▶ [WRITTEN EXERCISE A]: In the post on Minion, what is the unemployment rate given for skilled AppSec people?
▶ [WRITTEN EXERCISE B]: Reproduce verbatim the portion of the rows that opens with the line containing "# Detect the rocky outcrop in the given photo" and closes with the line containing "[113,118,126,122]", including both of those lines.

▶ [SELECTED PASSAGE]:
My Personal Soapbox
Minion: What, Why, and How
Once we get where we want to with Minion, we will talk more about what we plan to do with it within Mozilla, both through a public webcast, and on the Mozilla Security blog, but right now we just aren’t ready for it.  Instead, I will explain Minion, and lay out my personal goals for the project.


At Mozilla I work with a team of really bright people who are working hard on some of the challenges of building secure software and managing the IT security related risks associated with a high-profile open source project.  One of the biggest challenges we face is that Mozilla is a public benefit organization; this means that we don’t tend to drive the same scale of insane profits that some of our competitors do (and profits aren’t bad thing!), which means that we have to find new and interesting ways to scale; I spoke about some of these things at AppSecUSA at the end of October, and the video should be available online soon.

Adding to this challenge is the state of the Application Security workforce.  For skilled AppSec people, the unemployment rate is essentially 0%.  For under-skilled[1] AppSec people, it is not much higher; this provides the challenge of trying to recruit skilled, knowledgeable people to help with some of our activities.  We have had a huge amount of success over the last two years in growing and building an effective team, but like every other security team, we are increasingly competing for a small number of high value individuals.  (Hey, interested in applying for jobs?  Look here:

To even further complicate matters the amount of competition in the security space, and the history of the security community telling everyone that security sucks, security is hard, and they aren’t smart enough to get security right, have all contributed to the proliferation of Security As a Service vendors.  Unless you have a huge amount of financial resources, compelling and interesting problems to work on, or some other incentive, it is very difficult to attract security talent when vendors are offering top dollar for people to work in their bug mills (again, not a bad thing; good quality teams are expensive, and vendors can help offer access to good talent).


For the last year I have been preaching automation to our team, and last spring we started growing our Security Automation Engineering team.  Following that, we recently started to build out a new team to focus on developer oriented tools.  We wanted an “security tool automation system”.  We envision a tool that will provide basic automation for a range of security tools, with intelligently selected configurations for ease of use, and well thought out configuration options to allow the user to configure a range of tools by modifying a small set of values.  This tool is called Minion.

Minion is intended to be disruptive. 

First, it will help us break out of the pattern of running and using security tools within our team; we want all of the developers in our organization to use them.  We want our developers to do horrible things to the applications and services they write, and we want it to be as easy as the push of a button.  If my team is asked to review an application[2] for release to production, having passed through Minion should be one of the first steps.

Second, we want Minion to become a Security As A Service platform.  Automation is not the answer to everything; In the long term, Minion should provide a solid toolkit that any security team can use to organize around.  Once we finish the core feature set of Minion, we will start to focus on the team oriented aspects of the platform.  It should be easy to extend, easy to adopt, and support hooking into each step of the SDLC.  In short, we want to create a platform that allows any good security team to compete with the established Security As A Service players in terms of service delivery, documentation, and workflow, without constraining people to a specific philosophy or process.

▶ [MATERIAL PROVIDED]:
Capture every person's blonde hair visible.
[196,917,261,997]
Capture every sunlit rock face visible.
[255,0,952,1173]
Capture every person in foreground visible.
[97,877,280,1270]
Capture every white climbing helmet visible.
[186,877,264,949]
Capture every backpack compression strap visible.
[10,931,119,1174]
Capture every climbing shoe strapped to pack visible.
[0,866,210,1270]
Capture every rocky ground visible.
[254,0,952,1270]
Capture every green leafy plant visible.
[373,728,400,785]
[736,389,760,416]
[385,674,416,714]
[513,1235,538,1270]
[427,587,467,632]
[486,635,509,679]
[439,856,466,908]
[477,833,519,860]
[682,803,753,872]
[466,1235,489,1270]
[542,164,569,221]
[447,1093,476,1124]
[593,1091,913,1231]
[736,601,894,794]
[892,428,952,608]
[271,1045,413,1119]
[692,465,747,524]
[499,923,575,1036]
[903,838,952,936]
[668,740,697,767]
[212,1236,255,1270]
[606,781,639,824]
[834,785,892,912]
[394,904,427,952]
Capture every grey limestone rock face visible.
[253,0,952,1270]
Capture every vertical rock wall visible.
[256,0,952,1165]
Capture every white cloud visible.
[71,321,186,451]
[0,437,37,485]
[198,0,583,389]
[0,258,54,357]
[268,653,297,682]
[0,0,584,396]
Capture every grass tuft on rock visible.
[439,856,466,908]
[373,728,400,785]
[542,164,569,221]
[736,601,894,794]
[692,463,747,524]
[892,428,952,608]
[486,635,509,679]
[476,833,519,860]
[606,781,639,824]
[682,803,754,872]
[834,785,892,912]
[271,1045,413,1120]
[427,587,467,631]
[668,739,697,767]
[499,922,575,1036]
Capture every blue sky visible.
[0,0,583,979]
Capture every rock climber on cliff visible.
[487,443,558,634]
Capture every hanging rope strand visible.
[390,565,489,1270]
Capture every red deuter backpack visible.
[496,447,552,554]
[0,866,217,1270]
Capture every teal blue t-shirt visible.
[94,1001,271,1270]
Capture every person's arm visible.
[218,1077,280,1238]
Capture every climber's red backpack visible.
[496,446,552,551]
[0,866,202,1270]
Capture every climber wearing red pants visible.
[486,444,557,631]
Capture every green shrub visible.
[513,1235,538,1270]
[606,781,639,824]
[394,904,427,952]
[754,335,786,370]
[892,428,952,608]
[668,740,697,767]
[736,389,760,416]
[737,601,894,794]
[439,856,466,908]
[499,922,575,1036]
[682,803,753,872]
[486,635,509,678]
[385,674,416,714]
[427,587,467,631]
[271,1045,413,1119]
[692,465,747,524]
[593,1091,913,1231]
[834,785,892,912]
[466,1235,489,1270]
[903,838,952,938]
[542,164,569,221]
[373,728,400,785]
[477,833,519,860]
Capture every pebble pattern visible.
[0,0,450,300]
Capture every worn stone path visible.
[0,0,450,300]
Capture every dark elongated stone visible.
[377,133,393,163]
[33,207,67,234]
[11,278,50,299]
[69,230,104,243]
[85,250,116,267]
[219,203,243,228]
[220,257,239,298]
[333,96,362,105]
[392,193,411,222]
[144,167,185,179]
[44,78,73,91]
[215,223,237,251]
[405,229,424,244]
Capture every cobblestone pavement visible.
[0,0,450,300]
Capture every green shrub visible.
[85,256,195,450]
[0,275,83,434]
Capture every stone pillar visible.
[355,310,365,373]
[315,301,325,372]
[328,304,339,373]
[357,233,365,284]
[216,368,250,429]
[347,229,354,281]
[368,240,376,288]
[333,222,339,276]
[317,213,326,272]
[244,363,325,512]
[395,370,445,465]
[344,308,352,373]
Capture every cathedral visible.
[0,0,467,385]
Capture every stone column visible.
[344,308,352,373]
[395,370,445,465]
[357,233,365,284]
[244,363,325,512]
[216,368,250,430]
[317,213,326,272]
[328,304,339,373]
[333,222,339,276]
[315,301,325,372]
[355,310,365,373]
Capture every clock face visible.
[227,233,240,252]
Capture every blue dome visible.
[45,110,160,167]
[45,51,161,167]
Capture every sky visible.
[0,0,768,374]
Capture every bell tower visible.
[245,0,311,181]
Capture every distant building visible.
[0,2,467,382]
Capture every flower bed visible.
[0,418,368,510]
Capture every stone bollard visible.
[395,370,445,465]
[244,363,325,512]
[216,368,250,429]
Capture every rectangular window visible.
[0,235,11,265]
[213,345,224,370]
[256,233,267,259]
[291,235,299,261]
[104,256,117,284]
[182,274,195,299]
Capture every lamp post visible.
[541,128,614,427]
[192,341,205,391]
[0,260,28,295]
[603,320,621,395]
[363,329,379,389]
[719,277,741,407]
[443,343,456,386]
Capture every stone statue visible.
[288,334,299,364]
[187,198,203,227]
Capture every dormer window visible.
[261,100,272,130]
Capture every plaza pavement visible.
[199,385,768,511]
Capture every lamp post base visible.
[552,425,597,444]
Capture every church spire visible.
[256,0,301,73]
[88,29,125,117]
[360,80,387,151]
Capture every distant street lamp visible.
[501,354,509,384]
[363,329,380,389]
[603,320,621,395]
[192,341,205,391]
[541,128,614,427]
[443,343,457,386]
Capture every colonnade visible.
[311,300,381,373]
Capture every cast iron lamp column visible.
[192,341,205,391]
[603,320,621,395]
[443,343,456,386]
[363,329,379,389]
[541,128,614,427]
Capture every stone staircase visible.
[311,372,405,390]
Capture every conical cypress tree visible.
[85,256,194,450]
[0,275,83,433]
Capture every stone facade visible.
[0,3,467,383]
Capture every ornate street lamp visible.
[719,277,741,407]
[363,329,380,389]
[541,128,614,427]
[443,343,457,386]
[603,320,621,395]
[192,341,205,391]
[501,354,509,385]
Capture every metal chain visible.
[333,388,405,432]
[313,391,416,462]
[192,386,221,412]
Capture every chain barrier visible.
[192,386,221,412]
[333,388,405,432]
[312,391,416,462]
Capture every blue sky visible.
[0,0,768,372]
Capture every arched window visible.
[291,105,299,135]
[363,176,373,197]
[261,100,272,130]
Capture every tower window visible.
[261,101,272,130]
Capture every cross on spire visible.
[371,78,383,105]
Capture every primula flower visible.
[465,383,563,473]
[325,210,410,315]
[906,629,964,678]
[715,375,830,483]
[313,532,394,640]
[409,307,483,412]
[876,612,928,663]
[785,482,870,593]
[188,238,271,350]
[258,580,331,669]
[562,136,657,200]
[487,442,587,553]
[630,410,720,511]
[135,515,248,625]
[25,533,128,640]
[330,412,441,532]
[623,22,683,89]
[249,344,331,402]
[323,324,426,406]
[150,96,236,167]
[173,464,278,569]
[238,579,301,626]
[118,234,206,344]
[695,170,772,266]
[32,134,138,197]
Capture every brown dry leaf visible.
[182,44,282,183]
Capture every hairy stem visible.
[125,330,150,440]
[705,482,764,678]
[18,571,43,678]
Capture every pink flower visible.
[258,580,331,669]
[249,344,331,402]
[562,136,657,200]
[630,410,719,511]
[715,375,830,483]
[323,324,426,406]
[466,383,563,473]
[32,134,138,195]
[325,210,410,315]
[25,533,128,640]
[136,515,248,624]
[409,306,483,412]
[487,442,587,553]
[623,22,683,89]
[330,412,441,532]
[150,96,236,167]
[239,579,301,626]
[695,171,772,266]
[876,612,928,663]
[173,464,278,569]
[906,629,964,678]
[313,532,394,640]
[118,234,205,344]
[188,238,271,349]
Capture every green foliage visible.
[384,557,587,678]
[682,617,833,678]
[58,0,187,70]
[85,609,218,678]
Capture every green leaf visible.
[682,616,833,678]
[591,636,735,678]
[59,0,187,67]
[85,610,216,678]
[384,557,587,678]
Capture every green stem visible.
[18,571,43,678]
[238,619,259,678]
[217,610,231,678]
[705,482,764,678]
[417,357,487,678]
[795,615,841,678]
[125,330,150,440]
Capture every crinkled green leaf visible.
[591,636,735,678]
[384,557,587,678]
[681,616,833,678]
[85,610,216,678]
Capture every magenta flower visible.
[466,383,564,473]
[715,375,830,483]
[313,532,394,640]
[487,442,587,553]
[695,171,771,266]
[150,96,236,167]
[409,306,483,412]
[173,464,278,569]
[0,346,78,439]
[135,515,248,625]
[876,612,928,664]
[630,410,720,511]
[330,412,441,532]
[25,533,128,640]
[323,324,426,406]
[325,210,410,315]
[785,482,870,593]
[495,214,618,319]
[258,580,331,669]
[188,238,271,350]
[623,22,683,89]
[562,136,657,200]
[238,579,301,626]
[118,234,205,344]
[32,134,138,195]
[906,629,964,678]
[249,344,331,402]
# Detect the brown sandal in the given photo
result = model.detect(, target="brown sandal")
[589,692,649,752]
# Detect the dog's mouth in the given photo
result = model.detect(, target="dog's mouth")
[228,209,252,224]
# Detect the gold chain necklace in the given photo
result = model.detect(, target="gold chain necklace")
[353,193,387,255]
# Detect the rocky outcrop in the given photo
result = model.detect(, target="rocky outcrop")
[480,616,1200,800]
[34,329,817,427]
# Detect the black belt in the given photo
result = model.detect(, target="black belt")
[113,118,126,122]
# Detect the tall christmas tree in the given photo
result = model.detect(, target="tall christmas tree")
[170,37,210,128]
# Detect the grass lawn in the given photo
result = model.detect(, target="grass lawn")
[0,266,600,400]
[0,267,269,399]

▶ [SOLUTION A]: Essentially 0%.

▶ [SOLUTION B]:
# Detect the rocky outcrop in the given photo
result = model.detect(, target="rocky outcrop")
[480,616,1200,800]
[34,329,817,427]
# Detect the black belt in the given photo
result = model.detect(, target="black belt")
[113,118,126,122]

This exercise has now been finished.